» **Your task**:
Check the listing below for lines with the word "image" and say how many there are, with nothing but the number.
------
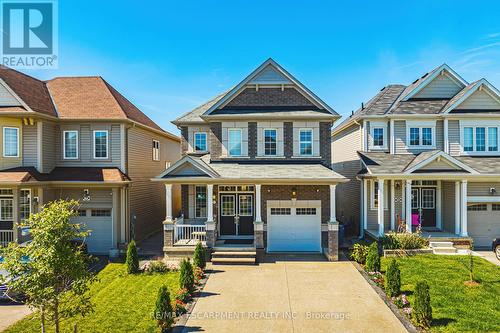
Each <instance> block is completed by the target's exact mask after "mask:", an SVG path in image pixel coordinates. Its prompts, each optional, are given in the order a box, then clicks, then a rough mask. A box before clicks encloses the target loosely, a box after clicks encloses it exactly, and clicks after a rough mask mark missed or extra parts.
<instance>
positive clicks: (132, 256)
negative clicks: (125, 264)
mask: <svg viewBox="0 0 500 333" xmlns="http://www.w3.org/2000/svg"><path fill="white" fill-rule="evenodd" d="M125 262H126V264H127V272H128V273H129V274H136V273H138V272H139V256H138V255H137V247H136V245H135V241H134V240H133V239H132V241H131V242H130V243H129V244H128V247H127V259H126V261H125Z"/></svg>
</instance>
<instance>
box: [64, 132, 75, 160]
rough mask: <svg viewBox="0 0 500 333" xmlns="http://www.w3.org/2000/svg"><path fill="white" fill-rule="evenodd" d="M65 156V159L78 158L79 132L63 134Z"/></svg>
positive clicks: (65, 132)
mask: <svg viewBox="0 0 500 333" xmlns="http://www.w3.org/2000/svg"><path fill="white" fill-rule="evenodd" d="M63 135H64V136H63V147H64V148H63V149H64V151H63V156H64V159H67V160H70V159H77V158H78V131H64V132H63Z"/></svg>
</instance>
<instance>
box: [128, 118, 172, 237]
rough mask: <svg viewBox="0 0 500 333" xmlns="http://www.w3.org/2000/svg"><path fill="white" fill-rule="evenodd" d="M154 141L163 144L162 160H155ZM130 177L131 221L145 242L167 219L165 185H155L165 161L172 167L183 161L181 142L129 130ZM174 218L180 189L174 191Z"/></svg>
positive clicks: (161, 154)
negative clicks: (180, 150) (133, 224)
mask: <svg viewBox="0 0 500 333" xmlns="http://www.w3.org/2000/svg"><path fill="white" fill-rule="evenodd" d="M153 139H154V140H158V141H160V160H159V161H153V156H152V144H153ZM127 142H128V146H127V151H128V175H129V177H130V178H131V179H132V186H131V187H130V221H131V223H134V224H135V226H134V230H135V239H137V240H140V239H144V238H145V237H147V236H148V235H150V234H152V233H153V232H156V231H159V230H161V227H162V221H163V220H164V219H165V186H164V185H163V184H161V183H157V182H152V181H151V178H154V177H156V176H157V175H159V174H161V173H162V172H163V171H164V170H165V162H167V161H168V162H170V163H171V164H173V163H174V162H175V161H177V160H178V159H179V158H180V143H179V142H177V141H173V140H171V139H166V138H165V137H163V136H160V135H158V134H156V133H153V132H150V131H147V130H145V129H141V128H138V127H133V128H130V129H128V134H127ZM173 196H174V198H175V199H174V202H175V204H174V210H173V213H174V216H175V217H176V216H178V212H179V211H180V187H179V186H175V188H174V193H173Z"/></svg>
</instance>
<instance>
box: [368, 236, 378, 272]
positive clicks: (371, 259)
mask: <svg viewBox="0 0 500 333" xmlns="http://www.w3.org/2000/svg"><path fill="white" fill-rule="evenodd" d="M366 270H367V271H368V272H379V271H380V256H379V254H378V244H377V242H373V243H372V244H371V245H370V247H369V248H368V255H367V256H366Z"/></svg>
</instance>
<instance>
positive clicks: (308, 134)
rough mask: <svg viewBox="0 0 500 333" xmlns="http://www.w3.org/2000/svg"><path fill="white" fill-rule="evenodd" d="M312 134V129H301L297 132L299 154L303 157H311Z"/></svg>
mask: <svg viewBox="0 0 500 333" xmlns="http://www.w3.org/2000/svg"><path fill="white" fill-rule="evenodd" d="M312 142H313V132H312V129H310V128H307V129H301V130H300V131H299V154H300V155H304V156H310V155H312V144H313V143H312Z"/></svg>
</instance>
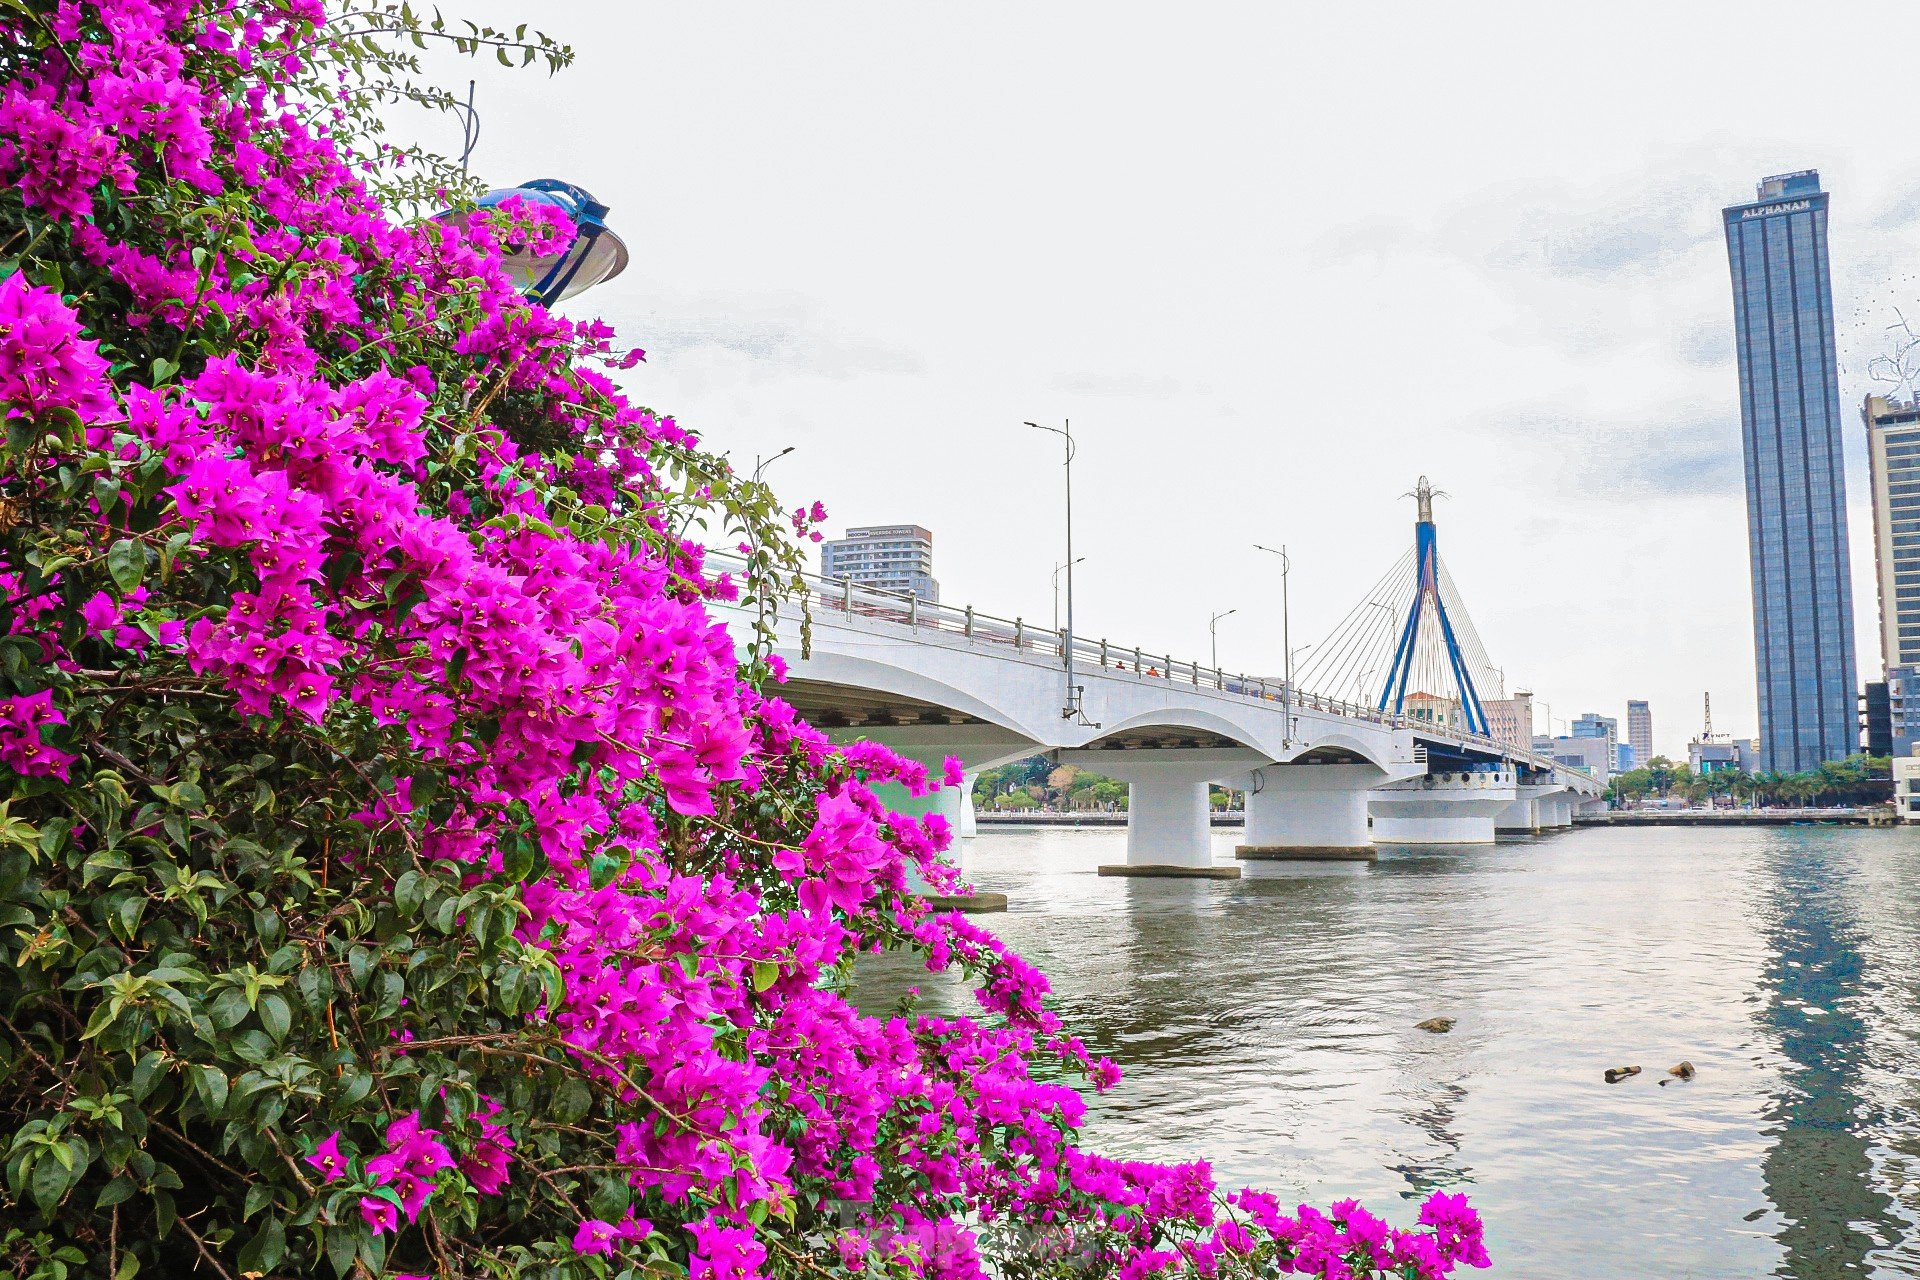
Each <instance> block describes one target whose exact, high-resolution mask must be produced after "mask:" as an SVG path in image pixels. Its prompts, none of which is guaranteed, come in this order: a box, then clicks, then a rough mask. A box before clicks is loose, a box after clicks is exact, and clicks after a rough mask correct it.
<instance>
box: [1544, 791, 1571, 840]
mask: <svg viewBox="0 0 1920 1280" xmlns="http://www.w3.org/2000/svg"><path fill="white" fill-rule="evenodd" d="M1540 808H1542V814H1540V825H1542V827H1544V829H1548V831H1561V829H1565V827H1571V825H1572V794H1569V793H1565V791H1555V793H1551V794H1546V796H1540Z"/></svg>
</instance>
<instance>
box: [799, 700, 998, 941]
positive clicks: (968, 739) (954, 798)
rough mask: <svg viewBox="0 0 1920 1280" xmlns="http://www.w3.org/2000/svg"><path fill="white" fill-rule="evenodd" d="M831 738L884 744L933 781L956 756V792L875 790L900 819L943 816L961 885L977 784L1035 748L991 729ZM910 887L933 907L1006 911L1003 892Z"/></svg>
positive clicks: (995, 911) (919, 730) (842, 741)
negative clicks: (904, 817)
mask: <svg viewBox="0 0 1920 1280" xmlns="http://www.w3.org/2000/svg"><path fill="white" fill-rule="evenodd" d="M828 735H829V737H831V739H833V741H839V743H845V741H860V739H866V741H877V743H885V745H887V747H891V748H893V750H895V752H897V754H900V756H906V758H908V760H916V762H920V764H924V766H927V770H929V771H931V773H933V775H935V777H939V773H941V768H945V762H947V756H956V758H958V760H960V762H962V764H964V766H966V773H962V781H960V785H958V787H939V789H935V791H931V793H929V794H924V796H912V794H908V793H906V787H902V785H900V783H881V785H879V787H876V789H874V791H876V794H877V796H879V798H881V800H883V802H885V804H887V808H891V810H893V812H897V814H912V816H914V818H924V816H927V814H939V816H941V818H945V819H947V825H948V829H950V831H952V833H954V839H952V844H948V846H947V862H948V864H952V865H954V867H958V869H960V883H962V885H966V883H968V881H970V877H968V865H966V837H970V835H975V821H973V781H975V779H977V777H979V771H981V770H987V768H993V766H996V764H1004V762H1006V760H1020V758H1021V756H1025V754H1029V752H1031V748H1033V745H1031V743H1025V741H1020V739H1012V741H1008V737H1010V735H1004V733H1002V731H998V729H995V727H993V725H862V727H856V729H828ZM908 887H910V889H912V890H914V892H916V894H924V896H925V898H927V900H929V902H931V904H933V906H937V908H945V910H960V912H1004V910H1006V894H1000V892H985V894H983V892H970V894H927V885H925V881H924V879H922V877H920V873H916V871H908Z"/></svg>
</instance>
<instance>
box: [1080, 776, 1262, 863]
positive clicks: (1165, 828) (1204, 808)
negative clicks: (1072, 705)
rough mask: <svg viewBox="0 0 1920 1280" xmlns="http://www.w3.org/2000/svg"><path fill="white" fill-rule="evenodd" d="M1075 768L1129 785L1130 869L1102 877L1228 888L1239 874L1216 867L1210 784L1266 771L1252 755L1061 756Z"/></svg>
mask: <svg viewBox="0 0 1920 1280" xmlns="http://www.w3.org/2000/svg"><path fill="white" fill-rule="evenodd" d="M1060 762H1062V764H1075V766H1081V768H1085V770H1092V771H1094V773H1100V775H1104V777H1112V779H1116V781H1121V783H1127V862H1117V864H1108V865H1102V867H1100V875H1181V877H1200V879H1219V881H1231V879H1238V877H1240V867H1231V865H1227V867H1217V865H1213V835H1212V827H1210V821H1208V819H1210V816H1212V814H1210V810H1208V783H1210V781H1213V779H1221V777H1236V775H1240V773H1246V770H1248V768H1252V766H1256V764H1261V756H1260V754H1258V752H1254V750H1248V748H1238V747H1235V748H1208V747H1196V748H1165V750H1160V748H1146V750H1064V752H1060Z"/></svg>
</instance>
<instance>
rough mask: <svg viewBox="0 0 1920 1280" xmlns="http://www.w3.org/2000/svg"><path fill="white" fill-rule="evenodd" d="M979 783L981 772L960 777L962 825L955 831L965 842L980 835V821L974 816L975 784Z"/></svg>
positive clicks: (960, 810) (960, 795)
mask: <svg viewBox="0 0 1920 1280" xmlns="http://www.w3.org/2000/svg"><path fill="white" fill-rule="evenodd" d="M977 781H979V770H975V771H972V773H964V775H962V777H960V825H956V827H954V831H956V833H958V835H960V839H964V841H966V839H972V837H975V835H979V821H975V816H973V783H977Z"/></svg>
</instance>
------
» **Answer**:
2